Raw records:
::::

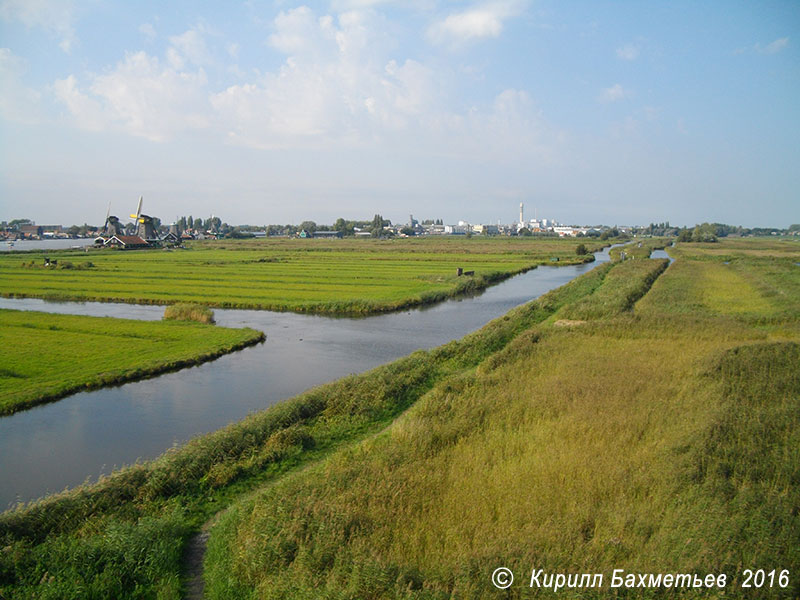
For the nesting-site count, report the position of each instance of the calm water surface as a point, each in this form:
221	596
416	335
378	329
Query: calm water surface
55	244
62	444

::::

→ **EXERCISE GOAL**
Express the listing above as a Markdown table with the columns "Row" and "Line", giving each non-blank line its own numbered row. Leave the pictures out.

→ **SOLUTION BELOW**
| Row | Line |
|---|---|
| 1 | For the nesting-site count, report the position of each instance of the calm water surface as a point, each in this form: |
| 2 | 221	596 |
| 3 | 416	335 |
| 4 | 378	329 |
| 5 | Query: calm water surface |
| 6 | 55	244 |
| 7 | 62	444 |